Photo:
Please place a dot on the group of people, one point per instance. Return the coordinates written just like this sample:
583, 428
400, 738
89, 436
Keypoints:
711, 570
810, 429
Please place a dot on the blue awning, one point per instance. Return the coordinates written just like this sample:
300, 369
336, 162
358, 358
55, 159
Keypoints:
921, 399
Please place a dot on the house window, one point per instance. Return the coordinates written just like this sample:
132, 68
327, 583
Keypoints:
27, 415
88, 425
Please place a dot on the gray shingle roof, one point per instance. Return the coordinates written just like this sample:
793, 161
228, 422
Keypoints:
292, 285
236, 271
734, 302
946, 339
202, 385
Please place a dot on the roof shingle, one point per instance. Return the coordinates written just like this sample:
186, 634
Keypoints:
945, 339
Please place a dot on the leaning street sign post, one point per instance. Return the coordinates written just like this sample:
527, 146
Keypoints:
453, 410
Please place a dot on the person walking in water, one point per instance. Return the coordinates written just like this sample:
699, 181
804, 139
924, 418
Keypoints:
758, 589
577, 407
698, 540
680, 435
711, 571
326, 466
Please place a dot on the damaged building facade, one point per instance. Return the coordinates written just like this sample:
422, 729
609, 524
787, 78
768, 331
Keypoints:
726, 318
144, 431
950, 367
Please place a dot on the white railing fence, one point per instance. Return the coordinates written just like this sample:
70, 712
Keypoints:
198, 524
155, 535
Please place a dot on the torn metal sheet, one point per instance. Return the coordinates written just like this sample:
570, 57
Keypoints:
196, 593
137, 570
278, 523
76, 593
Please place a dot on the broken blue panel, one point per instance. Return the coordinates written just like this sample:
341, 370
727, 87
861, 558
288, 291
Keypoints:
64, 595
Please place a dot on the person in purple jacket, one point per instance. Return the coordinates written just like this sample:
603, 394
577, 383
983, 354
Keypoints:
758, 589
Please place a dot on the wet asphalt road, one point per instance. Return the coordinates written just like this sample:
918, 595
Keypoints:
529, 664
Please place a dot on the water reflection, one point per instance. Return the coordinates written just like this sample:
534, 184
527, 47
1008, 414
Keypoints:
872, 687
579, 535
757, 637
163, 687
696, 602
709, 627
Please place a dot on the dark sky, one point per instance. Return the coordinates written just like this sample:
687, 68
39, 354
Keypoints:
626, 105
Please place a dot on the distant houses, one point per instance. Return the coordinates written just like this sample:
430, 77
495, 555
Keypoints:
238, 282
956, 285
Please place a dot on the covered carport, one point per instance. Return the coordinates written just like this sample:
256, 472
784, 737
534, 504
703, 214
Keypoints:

^^^^

_WRITTEN REQUEST_
Revise all the items above, changing "place a dot" to "put a marker" everywhere and keeping everything else the same.

_FULL SOLUTION_
Photo:
Please put a marker on the group of people, one point per instance. Return the coordinates written just like this sample:
583, 428
400, 738
89, 436
Keypoints:
711, 570
810, 429
Please put a marker on the blue awning, one point per instance. Return the coordinates written just like this sample:
300, 369
336, 162
358, 358
55, 159
Keypoints:
921, 399
Please put a marker on the house window, one point per instance. Return the coordinates written just like this sample:
132, 68
327, 583
Keypoints:
27, 415
88, 425
Please put a marker on the gray shingle roof, one point per instance. Return the coordinates written just like this sample:
793, 161
228, 422
Keypoints:
292, 285
236, 271
734, 302
946, 339
202, 385
Please put a marker on the roof shingle, one point per instance. Return the coordinates written just like this sample:
186, 634
Keypoints:
945, 339
Please put a marker on the leaning street sign post, one point per instance. Return the coordinates written just like this sample:
527, 146
Keypoints:
453, 410
Please put a marker on the person walking in water, one point per instance. Return the coordinates written just like this sample:
699, 181
804, 139
924, 418
Keypoints:
758, 589
577, 407
698, 540
680, 435
711, 571
326, 466
Please put a marker on the damaged building facade, one point per instance. Return the coordinates written just like this sample:
422, 729
609, 524
787, 78
768, 331
Keypoints:
726, 318
144, 431
950, 367
Please put a marker on the white railing fence, one point per instance. Return the coordinates written just like this sample:
70, 712
Keypoints:
198, 524
155, 535
Please put a marker on the torn metal sheet, one point per instance. Return the coordinates written just like this sample:
570, 57
Keypoints:
196, 593
137, 570
278, 523
76, 593
Please put a marker on the broken blue panel, one point per instance. Return the coordinates written just like this sample:
341, 370
727, 87
861, 558
288, 291
Keypoints:
64, 595
Please put a marker on the person in purple jacket, one point per instance. Return the coordinates written just like this sample:
603, 394
577, 383
983, 354
Keypoints:
758, 589
Please put a marker on the wet asphalt road, one point per instance. Return the coordinates written just like this sample:
918, 595
Keypoints:
529, 664
Please put a marker on the water reflection, one point per instance. Return the coordinates written just like this sample:
534, 184
527, 47
1008, 414
Keypoints:
872, 687
579, 535
757, 637
163, 687
696, 602
709, 627
Please put a marker on the dark sky, one point per instance. Return the coordinates written just like this sample:
687, 68
39, 354
Keypoints:
626, 105
Please put a marker on the distant houses, one point per instance. Return the coordinates written just like this sample:
430, 77
495, 555
Keypoints:
238, 282
956, 285
Please put a marker on the covered carport, one point per instance. Return the coordinates written just like this sample:
256, 472
784, 737
534, 504
703, 214
Keypoints:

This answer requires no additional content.